> _Exercise input_
▼▼▼

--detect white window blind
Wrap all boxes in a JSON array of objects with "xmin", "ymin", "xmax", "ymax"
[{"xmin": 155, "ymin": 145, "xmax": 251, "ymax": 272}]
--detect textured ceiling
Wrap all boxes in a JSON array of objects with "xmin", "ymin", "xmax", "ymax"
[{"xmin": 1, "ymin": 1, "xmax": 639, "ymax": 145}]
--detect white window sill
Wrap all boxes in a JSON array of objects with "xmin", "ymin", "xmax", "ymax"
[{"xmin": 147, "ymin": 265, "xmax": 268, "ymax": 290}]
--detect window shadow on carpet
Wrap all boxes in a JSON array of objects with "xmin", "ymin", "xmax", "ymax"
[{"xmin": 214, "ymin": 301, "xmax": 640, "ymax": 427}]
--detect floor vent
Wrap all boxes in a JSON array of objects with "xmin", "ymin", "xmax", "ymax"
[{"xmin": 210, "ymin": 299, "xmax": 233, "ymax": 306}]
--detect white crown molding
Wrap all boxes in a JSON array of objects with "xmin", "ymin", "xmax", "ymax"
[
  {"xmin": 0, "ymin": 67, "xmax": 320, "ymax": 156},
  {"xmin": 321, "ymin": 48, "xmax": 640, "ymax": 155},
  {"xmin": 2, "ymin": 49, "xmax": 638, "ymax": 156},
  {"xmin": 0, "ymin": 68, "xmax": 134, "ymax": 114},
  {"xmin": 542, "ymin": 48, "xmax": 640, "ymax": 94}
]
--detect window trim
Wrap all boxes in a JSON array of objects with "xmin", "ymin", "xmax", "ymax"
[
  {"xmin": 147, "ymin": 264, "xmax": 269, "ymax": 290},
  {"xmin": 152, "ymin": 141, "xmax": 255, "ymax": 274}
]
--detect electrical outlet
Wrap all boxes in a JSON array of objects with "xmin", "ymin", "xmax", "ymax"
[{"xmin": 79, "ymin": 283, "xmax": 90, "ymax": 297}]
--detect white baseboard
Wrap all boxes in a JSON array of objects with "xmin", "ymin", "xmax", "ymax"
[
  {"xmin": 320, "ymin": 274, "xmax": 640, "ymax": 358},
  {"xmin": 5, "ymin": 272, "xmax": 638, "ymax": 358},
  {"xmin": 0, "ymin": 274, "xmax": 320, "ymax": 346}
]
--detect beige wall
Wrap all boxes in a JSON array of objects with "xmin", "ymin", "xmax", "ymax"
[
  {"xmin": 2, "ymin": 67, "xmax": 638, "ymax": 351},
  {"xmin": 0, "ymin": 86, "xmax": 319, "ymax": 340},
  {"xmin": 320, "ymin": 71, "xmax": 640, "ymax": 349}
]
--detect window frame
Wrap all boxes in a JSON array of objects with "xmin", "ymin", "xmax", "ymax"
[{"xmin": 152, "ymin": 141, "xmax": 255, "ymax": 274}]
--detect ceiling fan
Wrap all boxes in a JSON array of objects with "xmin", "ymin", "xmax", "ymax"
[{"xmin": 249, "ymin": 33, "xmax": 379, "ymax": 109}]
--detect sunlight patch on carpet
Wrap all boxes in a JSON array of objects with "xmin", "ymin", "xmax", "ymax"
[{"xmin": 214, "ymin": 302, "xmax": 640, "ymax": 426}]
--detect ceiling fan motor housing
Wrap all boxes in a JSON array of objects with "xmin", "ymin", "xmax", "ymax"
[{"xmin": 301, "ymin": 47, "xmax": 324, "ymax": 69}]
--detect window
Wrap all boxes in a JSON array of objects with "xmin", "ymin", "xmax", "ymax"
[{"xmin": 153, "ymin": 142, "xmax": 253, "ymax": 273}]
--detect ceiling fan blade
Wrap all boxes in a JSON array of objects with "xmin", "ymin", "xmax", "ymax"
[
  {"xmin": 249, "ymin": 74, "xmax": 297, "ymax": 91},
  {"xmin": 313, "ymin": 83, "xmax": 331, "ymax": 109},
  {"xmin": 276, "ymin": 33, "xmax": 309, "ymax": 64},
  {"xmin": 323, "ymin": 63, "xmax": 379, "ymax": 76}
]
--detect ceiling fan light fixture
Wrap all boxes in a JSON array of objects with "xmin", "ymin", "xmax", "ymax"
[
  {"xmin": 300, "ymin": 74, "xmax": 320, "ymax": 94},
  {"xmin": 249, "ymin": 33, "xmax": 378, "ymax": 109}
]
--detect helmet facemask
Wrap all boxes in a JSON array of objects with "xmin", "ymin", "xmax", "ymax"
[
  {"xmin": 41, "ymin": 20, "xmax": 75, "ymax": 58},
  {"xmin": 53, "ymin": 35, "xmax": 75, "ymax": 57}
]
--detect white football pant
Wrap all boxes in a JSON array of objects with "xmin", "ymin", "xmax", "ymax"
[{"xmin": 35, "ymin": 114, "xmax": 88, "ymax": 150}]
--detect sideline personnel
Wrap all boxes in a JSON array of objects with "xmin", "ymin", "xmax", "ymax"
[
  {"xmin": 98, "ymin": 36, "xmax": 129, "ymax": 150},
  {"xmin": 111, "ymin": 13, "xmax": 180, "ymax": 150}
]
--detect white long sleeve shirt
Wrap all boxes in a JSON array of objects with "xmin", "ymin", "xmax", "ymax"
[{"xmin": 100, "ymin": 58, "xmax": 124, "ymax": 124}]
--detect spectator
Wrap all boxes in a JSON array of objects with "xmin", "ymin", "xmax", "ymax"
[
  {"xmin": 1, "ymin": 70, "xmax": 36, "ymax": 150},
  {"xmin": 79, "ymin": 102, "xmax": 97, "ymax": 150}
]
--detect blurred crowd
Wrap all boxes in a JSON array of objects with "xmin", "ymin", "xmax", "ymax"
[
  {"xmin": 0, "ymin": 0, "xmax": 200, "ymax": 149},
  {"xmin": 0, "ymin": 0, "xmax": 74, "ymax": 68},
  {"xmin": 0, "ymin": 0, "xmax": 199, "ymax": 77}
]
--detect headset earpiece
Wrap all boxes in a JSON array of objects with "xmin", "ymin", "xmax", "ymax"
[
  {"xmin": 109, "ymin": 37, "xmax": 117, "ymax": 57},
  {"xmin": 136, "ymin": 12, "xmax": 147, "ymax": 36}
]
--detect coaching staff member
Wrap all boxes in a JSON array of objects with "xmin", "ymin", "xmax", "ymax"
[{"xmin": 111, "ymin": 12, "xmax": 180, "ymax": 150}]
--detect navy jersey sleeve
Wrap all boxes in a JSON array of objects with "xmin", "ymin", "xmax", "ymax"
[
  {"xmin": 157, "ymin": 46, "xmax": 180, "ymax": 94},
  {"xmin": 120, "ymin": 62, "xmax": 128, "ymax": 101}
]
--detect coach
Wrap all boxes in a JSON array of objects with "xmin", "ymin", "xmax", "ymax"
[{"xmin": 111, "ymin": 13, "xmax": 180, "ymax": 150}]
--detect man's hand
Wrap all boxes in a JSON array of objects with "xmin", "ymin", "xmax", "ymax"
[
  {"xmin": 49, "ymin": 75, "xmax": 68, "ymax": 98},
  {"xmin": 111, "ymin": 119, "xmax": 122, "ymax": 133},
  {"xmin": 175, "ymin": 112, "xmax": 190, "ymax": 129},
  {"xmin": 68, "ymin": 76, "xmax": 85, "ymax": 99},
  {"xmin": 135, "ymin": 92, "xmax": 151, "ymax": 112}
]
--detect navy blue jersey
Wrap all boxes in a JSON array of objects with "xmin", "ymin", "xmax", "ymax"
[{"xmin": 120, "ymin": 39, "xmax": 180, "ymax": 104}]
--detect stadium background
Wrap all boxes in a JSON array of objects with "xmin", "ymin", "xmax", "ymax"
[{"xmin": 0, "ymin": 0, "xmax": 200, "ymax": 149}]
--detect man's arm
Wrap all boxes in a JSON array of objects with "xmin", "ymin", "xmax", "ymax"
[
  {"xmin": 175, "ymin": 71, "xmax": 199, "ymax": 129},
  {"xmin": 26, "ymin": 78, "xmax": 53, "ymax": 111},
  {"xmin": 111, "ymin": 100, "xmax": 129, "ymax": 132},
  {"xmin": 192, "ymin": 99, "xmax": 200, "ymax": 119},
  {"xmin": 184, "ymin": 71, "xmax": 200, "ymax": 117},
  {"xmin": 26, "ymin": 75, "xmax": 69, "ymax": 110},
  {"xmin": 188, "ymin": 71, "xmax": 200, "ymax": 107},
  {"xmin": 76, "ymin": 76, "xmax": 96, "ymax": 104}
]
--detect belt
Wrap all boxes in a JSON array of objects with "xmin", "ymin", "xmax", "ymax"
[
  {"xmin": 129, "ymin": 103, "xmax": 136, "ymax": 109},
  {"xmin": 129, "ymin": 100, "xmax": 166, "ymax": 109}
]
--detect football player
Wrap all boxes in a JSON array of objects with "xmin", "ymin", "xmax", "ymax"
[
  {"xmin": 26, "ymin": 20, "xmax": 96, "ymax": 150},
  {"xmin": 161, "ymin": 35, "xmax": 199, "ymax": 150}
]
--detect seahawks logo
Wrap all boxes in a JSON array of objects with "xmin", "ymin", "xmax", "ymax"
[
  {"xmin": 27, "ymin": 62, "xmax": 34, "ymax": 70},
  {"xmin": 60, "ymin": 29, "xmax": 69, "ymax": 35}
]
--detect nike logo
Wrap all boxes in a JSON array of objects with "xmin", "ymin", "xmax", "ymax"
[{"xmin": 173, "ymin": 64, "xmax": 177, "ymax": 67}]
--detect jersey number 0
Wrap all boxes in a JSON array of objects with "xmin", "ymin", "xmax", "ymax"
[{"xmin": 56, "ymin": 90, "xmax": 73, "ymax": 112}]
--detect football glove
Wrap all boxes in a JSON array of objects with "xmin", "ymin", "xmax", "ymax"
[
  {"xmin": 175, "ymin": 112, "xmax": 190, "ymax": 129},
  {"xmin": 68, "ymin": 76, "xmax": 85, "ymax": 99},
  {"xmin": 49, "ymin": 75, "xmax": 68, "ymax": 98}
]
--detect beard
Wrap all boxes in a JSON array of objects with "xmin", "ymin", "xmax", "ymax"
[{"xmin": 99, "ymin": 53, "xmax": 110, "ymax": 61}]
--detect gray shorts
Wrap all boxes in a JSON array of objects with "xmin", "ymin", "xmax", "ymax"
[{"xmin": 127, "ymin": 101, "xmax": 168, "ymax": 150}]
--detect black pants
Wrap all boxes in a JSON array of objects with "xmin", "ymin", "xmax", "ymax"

▲▲▲

> _Problem statement_
Look through the listing, and copy each line that contains the word "logo".

> _Answer section_
--detect seahawks logo
--detect nike logo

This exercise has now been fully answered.